Required work
a. Answer these questions about the passage about the Vatican:
(i) What job did the writer's friend hold on the documentary?
(ii) Which pope was to appear briefly in the film?
(iii) Where was the abbey that the writer's college classmate retired to?
b. Write the next part of the passage about the Vatican, picking up after its final sentence.

True story: I have a friend who was working as the on-site press agent for a documentary about the Vatican Library (the largest and most valuable such repository in the world; eat your heart out, Queen Elizabeth!).
The pope, John Paul II, would make a brief appearance in the film. As the crew were setting up, a monsignor minced up to my friend and asked, "Do you want him in his party dress or his day drag?"
Anyone who spent any time at all in the curia can tell stories about the gay mafia that has been running the Vatican since anyone can remember. The recent unattributed news report in an Italian newspaper that a scandal involving a "gay lobby" having undue influence inside St. Peter’s is shocking only that anyone can still be surprised by this news.
The Catholic Church by its very nature has always been a hotbed of man-man lust. One of my college classmates, confused about his sexual identity (among other things) decided to take vows and retired to an abbey in the Arkansas Ozarks. He said it was like a bathhouse, with each monk perched in his cell like the habitues of an urban sauna as they waited for the trade that roamed the halls. Well, at least his stay helped him figure out his problem!

Data provided
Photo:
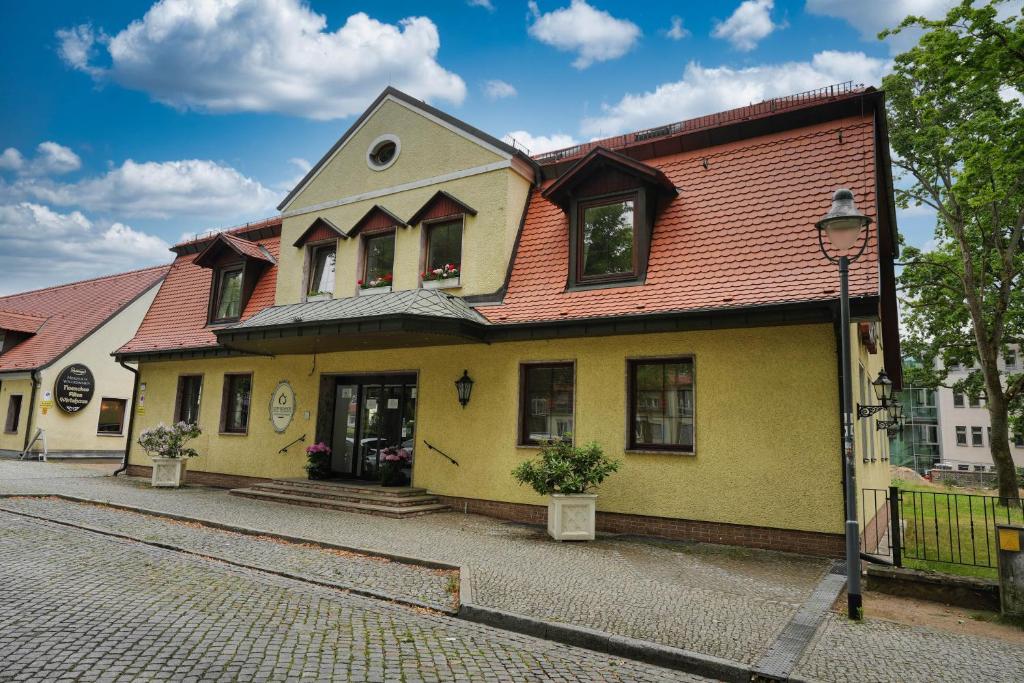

The responses
a.
(i) On-site press agent
(ii) John Paul II
(iii) In the Arkansas Ozarks

b.
Thus it was ever so. A year or so ago, I saw a play about the last castrato, a boy-man who sang in the Vatican choir. (He was recent enough so that Edison recorded his voice.) The plot involved all the machinations of the choir director, a cardinal from Venice (where else?) who picked and chose his nightly favorite play toys. All the boys not only accepted it, they fought to see who would be the chosen one.
All of this would just be juicy gossip were it not for that very evil game that the hierarchy plays. Knowing full well that a multinational corporation whose entire executive infrastructure are unmarried men, the bishops, archbishops and cardinals point to the "infiltration" of gay priests after Vatican II loosened church morals (in their eyes).
Of course, this doesn’t explain the widespread sexual abuse that went on well before Vatican II, such as the vicious monks in a pre-War orphanage in rural Quebec: "The orphans endured sexual abuse at the hands of the psychiatrists, Roman Catholic priests, nuns, and administrators," per Wikipedia.
Ireland, where priests hold (or held) great sway, was at one time a floating pedophiliac paradise. Again, per Wiki: "In Ireland, a report (see Commission to Inquire into Child Abuse) was made covering six decades (from the 1950s) noting "endemic" sexual abuse in Catholic boys’ institutions with church leaders aware of what was going on and government inspectors failing to "stop beatings, rapes and humiliation." Note, "from the 1950s."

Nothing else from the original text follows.